▸ **Material shown**

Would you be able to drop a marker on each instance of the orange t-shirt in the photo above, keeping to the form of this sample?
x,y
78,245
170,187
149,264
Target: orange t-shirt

▸ **Directions for this task**
Rewrite the items above, putting "red t-shirt" wherever "orange t-shirt" appears and leaving everything else the same.

▸ **The reply**
Would you be able to drop a marker on each instance of the red t-shirt in the photo above, keeping to the form of this sample?
x,y
78,245
170,187
149,264
Target: red t-shirt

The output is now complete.